»»

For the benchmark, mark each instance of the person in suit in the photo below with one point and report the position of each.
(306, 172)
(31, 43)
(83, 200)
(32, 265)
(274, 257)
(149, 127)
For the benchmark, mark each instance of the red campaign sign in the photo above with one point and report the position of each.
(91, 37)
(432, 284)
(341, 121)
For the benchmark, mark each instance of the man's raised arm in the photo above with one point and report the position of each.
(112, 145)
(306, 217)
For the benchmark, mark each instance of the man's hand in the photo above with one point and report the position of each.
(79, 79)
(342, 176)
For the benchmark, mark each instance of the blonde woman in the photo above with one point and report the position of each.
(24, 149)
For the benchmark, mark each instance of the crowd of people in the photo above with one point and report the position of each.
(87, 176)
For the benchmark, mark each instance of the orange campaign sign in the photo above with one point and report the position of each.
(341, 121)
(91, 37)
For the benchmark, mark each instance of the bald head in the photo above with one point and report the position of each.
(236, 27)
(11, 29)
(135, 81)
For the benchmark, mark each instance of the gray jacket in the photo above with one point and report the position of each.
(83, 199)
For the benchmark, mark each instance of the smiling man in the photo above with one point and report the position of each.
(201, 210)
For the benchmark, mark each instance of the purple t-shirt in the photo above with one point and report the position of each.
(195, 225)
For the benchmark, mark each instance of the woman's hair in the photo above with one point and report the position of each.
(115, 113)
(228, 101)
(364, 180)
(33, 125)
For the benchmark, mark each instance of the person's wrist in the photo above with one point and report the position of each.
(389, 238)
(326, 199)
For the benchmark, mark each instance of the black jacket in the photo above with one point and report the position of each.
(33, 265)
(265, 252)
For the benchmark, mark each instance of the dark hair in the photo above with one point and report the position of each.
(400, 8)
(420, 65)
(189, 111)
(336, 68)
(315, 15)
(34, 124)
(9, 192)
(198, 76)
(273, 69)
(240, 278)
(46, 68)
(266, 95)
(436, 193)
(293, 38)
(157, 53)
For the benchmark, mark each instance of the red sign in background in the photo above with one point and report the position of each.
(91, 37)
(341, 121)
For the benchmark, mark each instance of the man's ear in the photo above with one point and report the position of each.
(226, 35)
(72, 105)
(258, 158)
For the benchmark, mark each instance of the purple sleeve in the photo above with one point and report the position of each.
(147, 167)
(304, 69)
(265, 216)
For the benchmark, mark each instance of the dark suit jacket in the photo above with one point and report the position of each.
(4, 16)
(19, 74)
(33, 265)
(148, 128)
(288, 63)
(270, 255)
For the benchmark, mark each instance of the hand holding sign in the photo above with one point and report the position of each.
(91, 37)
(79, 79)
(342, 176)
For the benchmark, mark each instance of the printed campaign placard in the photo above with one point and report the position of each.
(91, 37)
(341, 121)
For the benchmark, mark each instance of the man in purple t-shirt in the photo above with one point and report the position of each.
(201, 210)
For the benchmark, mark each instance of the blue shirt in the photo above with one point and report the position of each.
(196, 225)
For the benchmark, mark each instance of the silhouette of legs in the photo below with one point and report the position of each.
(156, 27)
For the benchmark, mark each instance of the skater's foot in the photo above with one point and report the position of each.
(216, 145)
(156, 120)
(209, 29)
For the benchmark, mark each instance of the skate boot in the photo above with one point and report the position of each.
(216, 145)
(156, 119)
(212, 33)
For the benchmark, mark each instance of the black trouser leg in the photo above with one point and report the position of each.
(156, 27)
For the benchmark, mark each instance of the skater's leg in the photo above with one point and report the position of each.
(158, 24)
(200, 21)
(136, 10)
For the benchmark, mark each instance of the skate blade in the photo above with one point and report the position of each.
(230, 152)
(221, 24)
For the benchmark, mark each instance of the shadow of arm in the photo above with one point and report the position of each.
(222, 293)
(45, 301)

««

- [Directive]
Copy out every line of the data above, exactly as given.

- [Result of this exercise]
For the benchmark, mark each instance of the person in suit in the photo below with one point and report the position of each.
(306, 172)
(31, 43)
(83, 200)
(32, 265)
(274, 257)
(149, 127)
For the benchmark, mark each instance of the red campaign sign in the photo above with one point and report the position of each.
(91, 37)
(432, 284)
(341, 121)
For the benchmark, mark each instance of the man's raised arm in the photo above with one point and report the position of each.
(112, 145)
(306, 217)
For the benchmark, mark each instance of the man's hand in the photo above with one point and report the position of each.
(79, 79)
(342, 176)
For the benchmark, mark each instance of the blonde woman in the photo above with one point and report the position of each.
(24, 149)
For the benchmark, mark each instance of the crowd of people in the photo above with one point and report the position of each.
(87, 176)
For the benchmark, mark each instance of the orange campaign sign in the photo above with one point and report the position of each.
(341, 121)
(91, 37)
For the benchmark, mark each instance of the bald head in the photo above with one point and report the position of each.
(236, 27)
(11, 29)
(135, 81)
For the benchmark, mark each instance of the gray jacket in the photo above with one point and report the position of each.
(83, 199)
For the benchmark, mark each instance of the smiling man in the photo above with one point and report the position of each.
(201, 210)
For the benchmark, mark each instance of the purple t-shirt in the photo above with one point and report the position of each.
(195, 225)
For the benchmark, mark each instance of the woman's hair in the photo above with one point and report the position of each.
(115, 113)
(228, 101)
(364, 180)
(33, 125)
For the benchmark, mark each instance of the person's wrist in the photo above with one point and report the position of each.
(389, 238)
(326, 199)
For the benchmark, mark each instance of the black jacket in the photo above with one point and report the position of each.
(33, 265)
(265, 252)
For the benchmark, mark each instance of the dark hair in the photo above with one point and report the position of each.
(400, 8)
(420, 65)
(189, 111)
(336, 68)
(315, 15)
(34, 124)
(9, 192)
(198, 76)
(273, 69)
(240, 278)
(46, 68)
(266, 95)
(436, 193)
(293, 38)
(157, 53)
For the benchmark, mark each instance of the red sign in background in the photo above with one point and report the position of each.
(91, 37)
(341, 121)
For the benchmark, mark each instance of the man's ear in the photo above with one point and report the position of each.
(226, 35)
(72, 105)
(258, 158)
For the benchmark, mark each instance of the purple sleeve in the photo above with one point and report the position of each.
(147, 167)
(304, 69)
(265, 216)
For the benchmark, mark each instance of the dark suit jacket in the photo above with one point and report the position of each.
(4, 16)
(19, 74)
(33, 265)
(148, 128)
(288, 63)
(270, 255)
For the benchmark, mark each instance of the hand holding sign in the photo above with one point and report the position of each.
(91, 37)
(79, 79)
(342, 176)
For the benchmark, mark each instance of the printed campaign placard in the photo above with one point and report the position of each.
(91, 37)
(341, 121)
For the benchmark, mark each instance of the man in purple t-shirt in the photo above with one point and report the position of each.
(201, 210)
For the benchmark, mark each instance of the blue shirt in the photo above with one point and report the position of each.
(196, 225)
For the benchmark, mark each instance of the silhouette of legs in the photo below with one point and report the position of each.
(156, 27)
For the benchmark, mark each instance of the skater's foot in the photo above with one point and report the position of each.
(216, 145)
(156, 120)
(209, 29)
For the benchmark, mark each instance of the skate boot in the photo above with one point and report the position of each.
(216, 145)
(156, 119)
(212, 33)
For the benchmark, mark each instance of the black trouser leg in the photo above with one point and report the position of each.
(156, 27)
For the benchmark, mark each instance of the skater's leg in the photo above with one point and report the position of each.
(158, 24)
(200, 21)
(136, 10)
For the benchmark, mark each instance of the skate blade in the photo above with one point and report the position of each.
(230, 152)
(221, 24)
For the benchmark, mark each instance of the shadow of arm in the photo above with one point and report the position of each.
(222, 293)
(45, 301)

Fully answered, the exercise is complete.